In your copy, leave out the pictures and repeat every record exactly.

[[ RECORDS FOR THIS EXERCISE, beginning ]]

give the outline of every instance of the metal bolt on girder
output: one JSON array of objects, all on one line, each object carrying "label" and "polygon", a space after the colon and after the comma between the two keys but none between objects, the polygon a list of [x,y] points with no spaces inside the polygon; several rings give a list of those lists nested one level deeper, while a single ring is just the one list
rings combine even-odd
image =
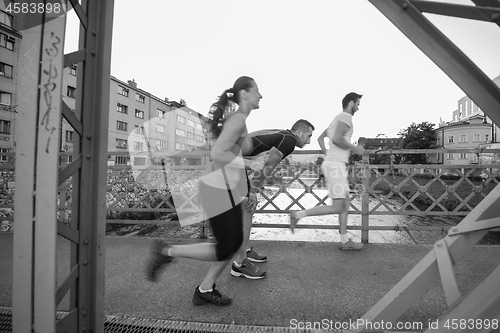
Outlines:
[{"label": "metal bolt on girder", "polygon": [[491,21],[496,22],[499,19],[500,19],[500,14],[495,13],[495,14],[491,15]]},{"label": "metal bolt on girder", "polygon": [[408,9],[408,4],[405,2],[403,5],[401,5],[401,7],[403,8],[403,10],[407,10]]}]

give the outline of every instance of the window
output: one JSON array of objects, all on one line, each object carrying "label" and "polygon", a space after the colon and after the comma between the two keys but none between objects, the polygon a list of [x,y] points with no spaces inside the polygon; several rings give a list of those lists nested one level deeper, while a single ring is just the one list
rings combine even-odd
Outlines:
[{"label": "window", "polygon": [[127,148],[127,140],[116,139],[116,148]]},{"label": "window", "polygon": [[69,74],[76,76],[76,65],[73,65],[69,68]]},{"label": "window", "polygon": [[467,134],[460,134],[460,142],[467,142]]},{"label": "window", "polygon": [[12,15],[7,14],[3,10],[0,11],[0,23],[12,28]]},{"label": "window", "polygon": [[[6,148],[0,148],[0,154],[8,153],[9,150]],[[7,162],[9,160],[9,156],[0,155],[0,162]]]},{"label": "window", "polygon": [[156,125],[156,131],[160,133],[165,133],[165,126],[163,125]]},{"label": "window", "polygon": [[146,165],[145,157],[134,157],[134,165]]},{"label": "window", "polygon": [[127,131],[127,123],[123,121],[116,121],[116,129],[120,131]]},{"label": "window", "polygon": [[448,136],[448,143],[453,143],[453,135]]},{"label": "window", "polygon": [[458,119],[462,119],[462,109],[463,109],[463,106],[462,106],[462,104],[460,104],[458,106],[458,110],[459,110],[458,111]]},{"label": "window", "polygon": [[187,148],[188,148],[188,150],[189,150],[189,151],[191,151],[191,150],[195,150],[195,149],[196,149],[196,147],[195,147],[195,146],[192,146],[192,145],[187,145]]},{"label": "window", "polygon": [[467,153],[460,153],[460,159],[466,159],[467,158]]},{"label": "window", "polygon": [[474,133],[473,142],[479,142],[479,141],[481,141],[481,134]]},{"label": "window", "polygon": [[474,101],[473,100],[470,101],[470,112],[474,113]]},{"label": "window", "polygon": [[12,77],[12,66],[0,62],[0,75],[5,77]]},{"label": "window", "polygon": [[68,97],[71,97],[71,98],[76,98],[76,88],[72,87],[72,86],[68,86],[68,91],[67,91],[66,95]]},{"label": "window", "polygon": [[175,129],[175,135],[185,137],[186,136],[186,132],[184,132],[181,129],[176,128]]},{"label": "window", "polygon": [[0,120],[0,133],[10,134],[10,121]]},{"label": "window", "polygon": [[143,150],[144,142],[134,141],[134,150]]},{"label": "window", "polygon": [[469,112],[469,101],[465,101],[465,115],[468,115],[470,113],[471,112]]},{"label": "window", "polygon": [[192,120],[187,120],[187,125],[188,126],[191,126],[191,127],[194,127],[194,122]]},{"label": "window", "polygon": [[135,100],[139,103],[144,104],[146,102],[146,98],[140,94],[135,94]]},{"label": "window", "polygon": [[452,160],[453,159],[453,154],[448,154],[448,159]]},{"label": "window", "polygon": [[144,134],[144,127],[135,125],[135,132],[137,134]]},{"label": "window", "polygon": [[194,140],[194,133],[189,133],[188,132],[188,139],[193,139]]},{"label": "window", "polygon": [[201,124],[196,124],[196,129],[201,130],[201,129],[203,129],[203,128],[201,127]]},{"label": "window", "polygon": [[196,141],[203,142],[203,137],[201,135],[196,136]]},{"label": "window", "polygon": [[183,143],[176,142],[175,143],[175,149],[177,150],[186,150],[186,145]]},{"label": "window", "polygon": [[144,119],[144,111],[135,109],[135,117]]},{"label": "window", "polygon": [[156,115],[160,118],[165,118],[165,111],[156,109]]},{"label": "window", "polygon": [[116,156],[115,157],[116,165],[127,165],[127,157],[126,156]]},{"label": "window", "polygon": [[165,142],[163,140],[156,140],[156,147],[158,147],[158,149],[165,147]]},{"label": "window", "polygon": [[177,115],[177,121],[180,122],[181,124],[185,124],[186,118],[184,118],[183,116]]},{"label": "window", "polygon": [[477,154],[472,154],[472,160],[473,161],[478,161],[478,157],[477,157]]},{"label": "window", "polygon": [[11,105],[12,94],[0,91],[0,104]]},{"label": "window", "polygon": [[127,114],[128,107],[124,104],[116,103],[116,111]]},{"label": "window", "polygon": [[0,46],[9,50],[14,50],[14,38],[0,34]]},{"label": "window", "polygon": [[122,86],[118,86],[118,93],[125,97],[128,97],[128,89]]},{"label": "window", "polygon": [[66,131],[66,141],[73,142],[73,131]]}]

[[ RECORDS FOR THIS EXERCISE, end ]]

FINAL ANSWER:
give the outline of every instance of the metal bolt on girder
output: one JSON array of objects, all on one line, each object carrying "label" and "polygon", a space after the colon and after the comma between the two keys but none between objects, the polygon a list of [x,y] points with no spaces inside the polygon; several rings give a list of those lists nested one level deeper, while a single ring is just the one list
rings combine even-odd
image =
Outlines:
[{"label": "metal bolt on girder", "polygon": [[491,21],[496,22],[499,19],[500,19],[500,14],[495,13],[495,14],[491,15]]},{"label": "metal bolt on girder", "polygon": [[408,9],[408,4],[405,2],[403,5],[401,5],[401,7],[403,8],[403,10],[407,10]]}]

give the outline of every instance of the window
output: one JSON array of objects, all on one line, each object carrying "label" and "polygon", a space after the colon and after the comma between the two keys but none between objects, the polygon a list of [x,y] points with no spaces inside the polygon; several rings give a list of those lists nested one level deeper, while a single ring is just the one list
rings combine even-odd
Outlines:
[{"label": "window", "polygon": [[127,148],[127,140],[116,139],[116,148]]},{"label": "window", "polygon": [[69,74],[76,76],[76,65],[73,65],[69,68]]},{"label": "window", "polygon": [[467,134],[460,134],[460,142],[467,142]]},{"label": "window", "polygon": [[12,15],[7,14],[3,10],[0,11],[0,23],[12,28]]},{"label": "window", "polygon": [[[6,148],[0,148],[0,154],[8,153],[9,150]],[[7,162],[9,160],[9,156],[0,155],[0,162]]]},{"label": "window", "polygon": [[156,125],[156,131],[160,133],[165,133],[165,126],[163,125]]},{"label": "window", "polygon": [[146,165],[145,157],[134,157],[134,165]]},{"label": "window", "polygon": [[127,131],[127,123],[123,121],[116,121],[116,129],[120,131]]},{"label": "window", "polygon": [[448,136],[448,143],[453,143],[453,135]]},{"label": "window", "polygon": [[458,119],[462,119],[462,109],[463,109],[463,106],[462,106],[462,104],[460,104],[458,106],[458,110],[459,110],[458,111]]},{"label": "window", "polygon": [[187,148],[188,148],[188,150],[189,150],[189,151],[191,151],[191,150],[195,150],[195,149],[196,149],[196,147],[195,147],[195,146],[192,146],[192,145],[187,145]]},{"label": "window", "polygon": [[467,153],[460,153],[460,159],[466,159],[467,158]]},{"label": "window", "polygon": [[474,133],[473,142],[479,142],[479,141],[481,141],[481,134]]},{"label": "window", "polygon": [[474,101],[473,100],[470,101],[470,112],[474,113]]},{"label": "window", "polygon": [[12,77],[12,66],[0,62],[0,75],[5,77]]},{"label": "window", "polygon": [[68,97],[71,97],[71,98],[76,98],[76,88],[72,87],[72,86],[68,86],[68,91],[67,91],[66,95]]},{"label": "window", "polygon": [[175,129],[175,135],[185,137],[186,136],[186,132],[184,132],[181,129],[176,128]]},{"label": "window", "polygon": [[0,120],[0,133],[10,134],[10,121]]},{"label": "window", "polygon": [[143,150],[144,142],[134,141],[134,150]]},{"label": "window", "polygon": [[469,112],[469,101],[465,101],[465,115],[468,115],[470,113],[471,112]]},{"label": "window", "polygon": [[192,120],[187,120],[187,125],[188,126],[191,126],[191,127],[194,127],[194,122]]},{"label": "window", "polygon": [[135,100],[139,103],[144,104],[146,102],[146,98],[140,94],[135,94]]},{"label": "window", "polygon": [[452,160],[453,159],[453,154],[448,154],[448,159]]},{"label": "window", "polygon": [[144,134],[144,127],[135,125],[135,132],[137,134]]},{"label": "window", "polygon": [[194,140],[194,133],[189,133],[188,132],[188,139],[193,139]]},{"label": "window", "polygon": [[201,124],[196,124],[196,129],[201,130],[201,129],[203,129],[203,128],[201,127]]},{"label": "window", "polygon": [[196,141],[203,142],[203,137],[201,135],[196,136]]},{"label": "window", "polygon": [[183,143],[176,142],[175,143],[175,149],[177,150],[186,150],[186,145]]},{"label": "window", "polygon": [[144,119],[144,111],[135,109],[135,117]]},{"label": "window", "polygon": [[156,115],[160,118],[165,118],[165,111],[156,109]]},{"label": "window", "polygon": [[116,156],[115,157],[116,165],[127,165],[127,157],[126,156]]},{"label": "window", "polygon": [[165,142],[163,140],[156,140],[156,147],[158,147],[158,149],[165,147]]},{"label": "window", "polygon": [[177,115],[177,121],[180,122],[181,124],[185,124],[186,118],[184,118],[183,116]]},{"label": "window", "polygon": [[477,154],[472,154],[472,160],[473,161],[478,161],[478,157],[477,157]]},{"label": "window", "polygon": [[11,105],[12,94],[0,91],[0,104]]},{"label": "window", "polygon": [[127,114],[128,107],[124,104],[116,103],[116,111]]},{"label": "window", "polygon": [[0,46],[9,50],[14,50],[14,38],[0,34]]},{"label": "window", "polygon": [[122,86],[118,86],[118,93],[125,97],[128,97],[128,89]]},{"label": "window", "polygon": [[66,131],[66,141],[73,142],[73,131]]}]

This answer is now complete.